Assigned task 1: In the passage on cilia, swap "therapies" for "treatments" and give again the part that opens with the words "Defective cilia can" and closes with "eventually finding therapies.".
Assigned task 2: According to the passage on cilia, which neurons did the researchers focus on in the study published in "Cell Reports"?

Exercise text:
================================
Evolution – caught in action
Primary cilia are signaling structures projecting off cell surfaces like antennae. In humans, many different cell types are ciliated. The molecular underpinnings of making and maintaining ciliary identities and functional specializations often are crucial for cell functionality. Recently, researchers have found how the main ciliogenic transcription factor protein controlling overall cilia biology can switch to control ciliary specializations and thereby alters cell behavioral output.
Defective cilia can cause complex human disorders, ciliopathies, reflecting the diversity of ciliated cells and their functions. Understanding how ciliary identities and functional specializations are made and then maintained is the first step toward eventually finding therapies.
The worm C. elegans is a fantastic model for studying cilia biology: the only ciliated cells in the worm are a set of ciliated neurons. In addition to their common property, being ciliated, these C. elegans neurons also have distinct functions from each other. In a recent study, published in "Cell Reports", the researchers focused on the six IL2 neurons, the only ciliated neurons involved in one specific behavior, nictation, which includes interactions with other types of animals. As such, the C. elegans IL2 neurons afford to decipher the underpinnings of development and differentiation, sensory modality and behavioral output of a ciliated cell (neuron) type “all in one package”.
================================
Data provided:
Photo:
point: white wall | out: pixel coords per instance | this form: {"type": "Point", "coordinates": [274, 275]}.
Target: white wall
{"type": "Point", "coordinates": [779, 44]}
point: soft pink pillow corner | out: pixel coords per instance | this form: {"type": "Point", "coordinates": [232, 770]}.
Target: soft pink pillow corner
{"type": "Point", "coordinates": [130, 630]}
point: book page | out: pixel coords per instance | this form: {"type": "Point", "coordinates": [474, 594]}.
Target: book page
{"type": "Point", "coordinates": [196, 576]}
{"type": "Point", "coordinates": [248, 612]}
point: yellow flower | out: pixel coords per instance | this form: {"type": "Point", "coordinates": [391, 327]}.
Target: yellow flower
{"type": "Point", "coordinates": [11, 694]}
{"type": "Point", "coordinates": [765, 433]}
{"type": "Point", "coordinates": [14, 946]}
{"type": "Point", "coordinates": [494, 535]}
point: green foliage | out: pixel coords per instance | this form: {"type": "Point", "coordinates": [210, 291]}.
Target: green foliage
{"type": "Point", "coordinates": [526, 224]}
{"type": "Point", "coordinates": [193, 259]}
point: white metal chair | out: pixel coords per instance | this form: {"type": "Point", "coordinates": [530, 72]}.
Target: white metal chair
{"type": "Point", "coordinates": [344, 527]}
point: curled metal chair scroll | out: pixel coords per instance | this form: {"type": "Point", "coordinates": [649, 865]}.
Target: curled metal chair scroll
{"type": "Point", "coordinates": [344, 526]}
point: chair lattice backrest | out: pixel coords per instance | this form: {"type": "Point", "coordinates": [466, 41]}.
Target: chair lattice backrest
================================
Exercise result 1:
Defective cilia can cause complex human disorders, ciliopathies, reflecting the diversity of ciliated cells and their functions. Understanding how ciliary identities and functional specializations are made and then maintained is the first step toward eventually finding treatments.

Exercise result 2: The six IL2 neurons.